Aim of the task: Convert the records, from the line with "Target = black and white photograph" to the line with "(1239, 264)" (both included), into a Markdown table with the columns Row and Line, one line per row, skipping blank lines and leaving out the pictures.

Provided information:
.....
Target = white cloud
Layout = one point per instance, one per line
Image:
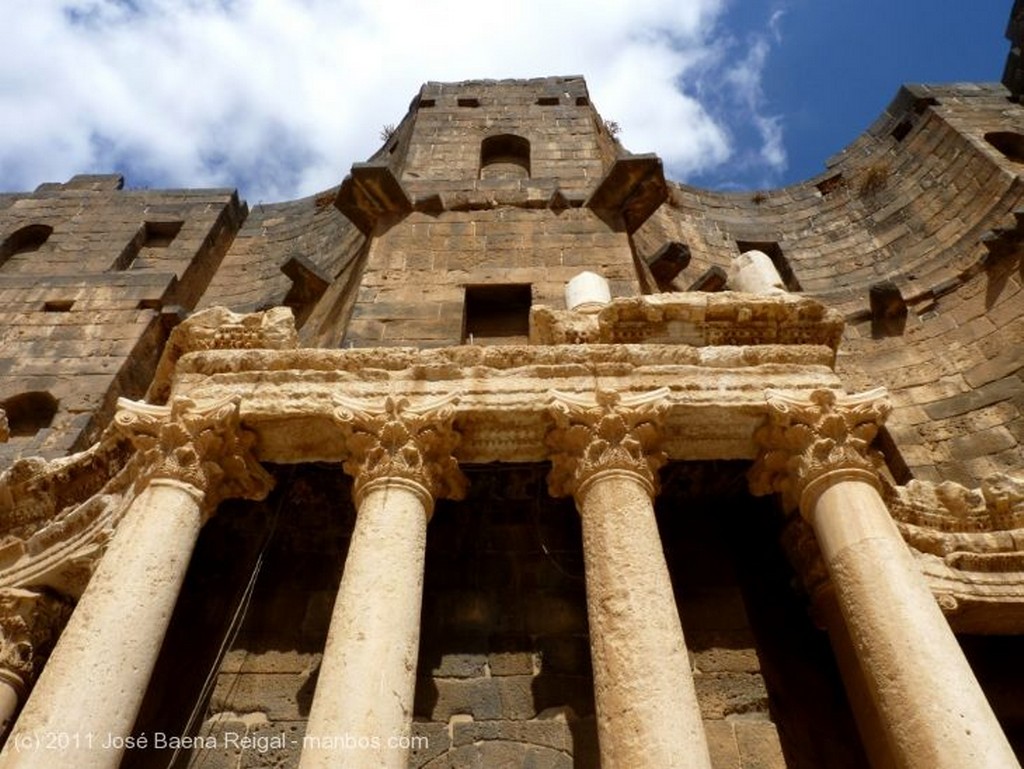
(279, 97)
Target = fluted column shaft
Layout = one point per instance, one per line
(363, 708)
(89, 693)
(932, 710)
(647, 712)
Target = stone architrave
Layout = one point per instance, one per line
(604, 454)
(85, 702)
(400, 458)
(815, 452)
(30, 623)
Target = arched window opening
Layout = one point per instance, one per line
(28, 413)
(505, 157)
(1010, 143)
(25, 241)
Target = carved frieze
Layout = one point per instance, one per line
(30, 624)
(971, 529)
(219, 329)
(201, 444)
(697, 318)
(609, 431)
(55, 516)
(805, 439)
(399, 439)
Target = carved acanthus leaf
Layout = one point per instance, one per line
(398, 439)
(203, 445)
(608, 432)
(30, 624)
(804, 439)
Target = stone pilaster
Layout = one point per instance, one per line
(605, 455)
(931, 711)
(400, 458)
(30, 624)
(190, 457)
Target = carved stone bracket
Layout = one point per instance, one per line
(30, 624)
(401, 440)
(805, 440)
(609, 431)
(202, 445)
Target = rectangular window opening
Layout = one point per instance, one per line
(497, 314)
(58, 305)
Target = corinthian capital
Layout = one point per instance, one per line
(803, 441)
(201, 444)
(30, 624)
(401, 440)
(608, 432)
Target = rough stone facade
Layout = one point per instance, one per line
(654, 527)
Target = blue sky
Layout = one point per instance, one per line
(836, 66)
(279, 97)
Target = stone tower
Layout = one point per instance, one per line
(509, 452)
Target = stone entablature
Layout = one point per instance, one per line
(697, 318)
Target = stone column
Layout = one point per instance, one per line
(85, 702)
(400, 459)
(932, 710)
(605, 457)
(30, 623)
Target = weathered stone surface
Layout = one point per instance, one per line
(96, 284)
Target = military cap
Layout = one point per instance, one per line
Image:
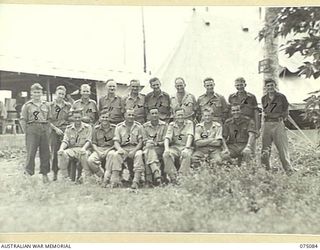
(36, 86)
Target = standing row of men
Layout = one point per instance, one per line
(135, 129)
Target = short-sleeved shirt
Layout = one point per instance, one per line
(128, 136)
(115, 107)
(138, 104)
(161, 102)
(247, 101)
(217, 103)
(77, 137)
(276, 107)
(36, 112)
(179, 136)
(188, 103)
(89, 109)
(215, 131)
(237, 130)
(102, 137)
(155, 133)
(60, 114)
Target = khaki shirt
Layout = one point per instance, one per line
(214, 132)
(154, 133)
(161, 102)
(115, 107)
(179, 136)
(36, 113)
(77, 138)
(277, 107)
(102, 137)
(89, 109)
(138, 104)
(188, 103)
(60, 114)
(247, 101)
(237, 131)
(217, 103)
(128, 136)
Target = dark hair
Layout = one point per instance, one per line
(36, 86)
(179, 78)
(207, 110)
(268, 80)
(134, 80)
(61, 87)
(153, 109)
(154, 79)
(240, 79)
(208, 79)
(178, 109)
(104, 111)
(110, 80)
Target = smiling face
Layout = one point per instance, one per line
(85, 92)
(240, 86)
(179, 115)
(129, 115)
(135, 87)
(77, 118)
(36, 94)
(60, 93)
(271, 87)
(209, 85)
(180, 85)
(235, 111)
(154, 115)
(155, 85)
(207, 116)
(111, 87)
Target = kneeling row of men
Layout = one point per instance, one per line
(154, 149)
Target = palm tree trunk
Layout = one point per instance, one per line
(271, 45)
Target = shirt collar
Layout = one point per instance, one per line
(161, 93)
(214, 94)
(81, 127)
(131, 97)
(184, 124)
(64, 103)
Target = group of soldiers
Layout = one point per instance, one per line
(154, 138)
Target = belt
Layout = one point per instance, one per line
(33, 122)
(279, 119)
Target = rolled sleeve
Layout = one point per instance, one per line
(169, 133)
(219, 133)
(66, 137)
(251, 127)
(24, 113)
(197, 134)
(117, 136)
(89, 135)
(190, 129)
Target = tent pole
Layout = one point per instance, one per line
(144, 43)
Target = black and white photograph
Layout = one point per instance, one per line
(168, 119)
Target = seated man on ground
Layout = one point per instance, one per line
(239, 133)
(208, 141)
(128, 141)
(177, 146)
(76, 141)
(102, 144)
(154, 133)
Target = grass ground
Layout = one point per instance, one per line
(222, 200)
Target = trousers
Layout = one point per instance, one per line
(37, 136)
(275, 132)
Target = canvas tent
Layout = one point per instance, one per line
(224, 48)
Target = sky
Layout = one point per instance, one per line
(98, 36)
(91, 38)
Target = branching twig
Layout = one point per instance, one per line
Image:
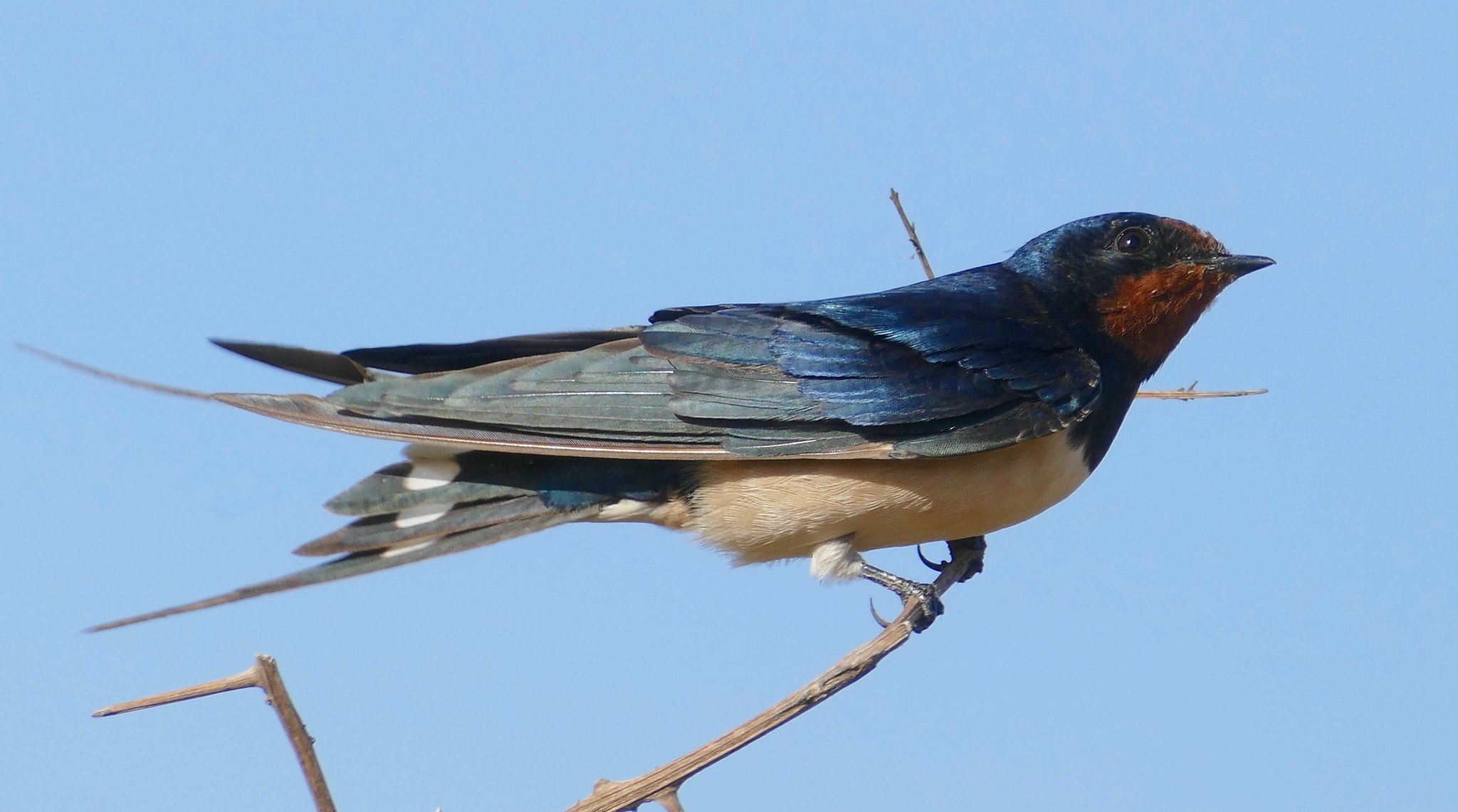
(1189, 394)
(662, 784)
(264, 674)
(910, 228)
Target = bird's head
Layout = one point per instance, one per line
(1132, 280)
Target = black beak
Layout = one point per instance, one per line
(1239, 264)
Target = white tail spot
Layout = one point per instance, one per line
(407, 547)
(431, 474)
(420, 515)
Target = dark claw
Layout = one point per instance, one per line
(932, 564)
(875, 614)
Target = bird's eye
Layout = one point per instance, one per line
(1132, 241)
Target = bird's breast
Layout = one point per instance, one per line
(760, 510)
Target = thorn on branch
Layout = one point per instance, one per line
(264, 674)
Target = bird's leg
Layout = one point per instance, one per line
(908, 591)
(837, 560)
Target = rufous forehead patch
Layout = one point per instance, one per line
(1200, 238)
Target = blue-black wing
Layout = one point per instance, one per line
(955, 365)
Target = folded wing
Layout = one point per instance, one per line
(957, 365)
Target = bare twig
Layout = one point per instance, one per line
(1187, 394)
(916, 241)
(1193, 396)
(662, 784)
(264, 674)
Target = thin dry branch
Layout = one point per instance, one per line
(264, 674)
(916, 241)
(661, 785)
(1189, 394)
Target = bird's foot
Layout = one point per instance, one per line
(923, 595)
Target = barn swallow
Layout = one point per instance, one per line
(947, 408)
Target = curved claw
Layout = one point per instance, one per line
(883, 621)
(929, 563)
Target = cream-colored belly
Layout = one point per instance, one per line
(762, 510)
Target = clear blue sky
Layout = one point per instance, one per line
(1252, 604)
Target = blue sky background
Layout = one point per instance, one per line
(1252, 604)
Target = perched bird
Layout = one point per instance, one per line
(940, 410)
.....
Expected answer:
| Row | Line |
|---|---|
| 1 | Target = black and white photograph |
| 2 | Layout = one point per instance, one per line |
| 3 | (168, 119) |
| 4 | Target = seated man on ground |
| 5 | Layout = one point per instance, one per line |
| 6 | (239, 133) |
| 7 | (208, 141) |
| 8 | (128, 141) |
| 9 | (177, 146) |
| 10 | (76, 141) |
| 11 | (102, 144) |
| 12 | (154, 133) |
| 13 | Target = grass ground |
| 14 | Layout = one point per instance, one per line |
| 15 | (222, 200) |
| 16 | Target = trousers |
| 17 | Layout = one point per instance, one per line |
| 18 | (37, 136) |
| 19 | (275, 132) |
| 20 | Target = canvas tent |
| 21 | Layout = one point per instance, one per line |
| 22 | (224, 48) |
| 23 | Target = sky |
| 24 | Layout = one point per instance, one per line |
| 25 | (98, 36) |
| 26 | (91, 38) |
| 27 | Target = branching twig |
| 28 | Layout = one point per instance, one per line |
| 29 | Image: |
| 30 | (1189, 394) |
| 31 | (662, 784) |
| 32 | (264, 674) |
| 33 | (910, 228) |
| 34 | Target = bird's head |
| 35 | Layout = one point per instance, one per line |
| 36 | (1132, 280) |
| 37 | Target = black beak |
| 38 | Layout = one point per instance, one per line |
| 39 | (1239, 264) |